Uma boa questão é saber porque
a China resistiu tão bem, até agora,
às crises asiáticas e em outros mercados emergentes.
A resposta, entretanto, pode estar numa característica do sistema
financeiro chinês que é oposta ao
princípio de ampla liberdade de
capitais que o próprio Werlang defende nessa mesma entrevista.
Há hoje praticamente um consenso de que a capacidade chinesa
de se isolar da crise deve muito ao
controle sobre os fluxos de capitais, especialmente sobre o endividamento externo.
Como a China é uma máquina de
gerar divisas, usando práticas comerciais igualmente heterodoxas,
fica difícil ocorrer um ataque especulativo contra sua moeda.
A receita do sucesso chinês é portanto bastante simples: muitas reservas internacionais em caixa e
dívida externa baixa.

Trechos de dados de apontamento
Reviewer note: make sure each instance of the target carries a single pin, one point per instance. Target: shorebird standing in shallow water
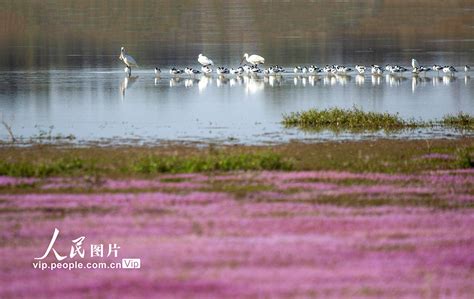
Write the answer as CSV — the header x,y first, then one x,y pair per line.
x,y
157,72
449,69
376,70
206,70
204,61
238,71
174,71
314,69
253,59
222,71
360,69
128,60
437,68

Requisitos do exercício
1/ Organize todas as linhas dos registros numa tabela Markdown com as colunas Posição e Linha, numerando cada linha e omitindo as que estiverem em branco. Deixe as imagens fora da tabela.
2/ Retome o texto sobre a resistência da China às crises, escrevendo a continuação a partir do ponto em que ele termina.

Respostas às tarefas
1/
| Posição | Linha |
|---|---|
| 1 | Reviewer note: make sure each instance of the target carries a single pin, one point per instance. Target: shorebird standing in shallow water |
| 2 | Write the answer as CSV — the header x,y first, then one x,y pair per line. |
| 3 | x,y |
| 4 | 157,72 |
| 5 | 449,69 |
| 6 | 376,70 |
| 7 | 206,70 |
| 8 | 204,61 |
| 9 | 238,71 |
| 10 | 174,71 |
| 11 | 314,69 |
| 12 | 253,59 |
| 13 | 222,71 |
| 14 | 360,69 |
| 15 | 128,60 |
| 16 | 437,68 |

2/
Um detalhe institucional, entretanto, ajuda a entender a dificuldade que os investidores teriam para
atacar a moeda chinesa. O governo
simplesmente impede o funcionamento de um mercado futuro na
moeda local (o renimbi).
Para alguns analistas econômicos, um dos problemas da China
seria o sistema bancário, tão bichado quanto os de muitos congêneres asiáticos, com bancos fracos e
empréstimos a empresas estatais
em dificuldades.
Ainda assim, o controle de capitais chinês funcionou nos últimos
anos como um bloqueio ao endividamento externo desses bancos.
As reservas internacionais do país
chegaram a US$ 149 bilhões no final do ano passado, para uma dívida externa total da ordem de US$
130 bilhões.
Resta saber se as informações
disponíveis são confiáveis. No final de 1997, as autoridades chinesas reconheciam uma dívida externa bancária de US$ 40,3 bilhões. As
estatísticas do Banco de Compensações Internacionais mostram
um total de quase US$ 90 bilhões
registrado pelos bancos.
É uma discrepância razoável e
lembra a situação coreana, cujo
governo ou não sabia ou escondia
o valor real da dívida externa.
No caso da China, as dúvidas sobre exatidão ou confiabilidade dos
dados afetam praticamente todas
as estatísticas econômicas.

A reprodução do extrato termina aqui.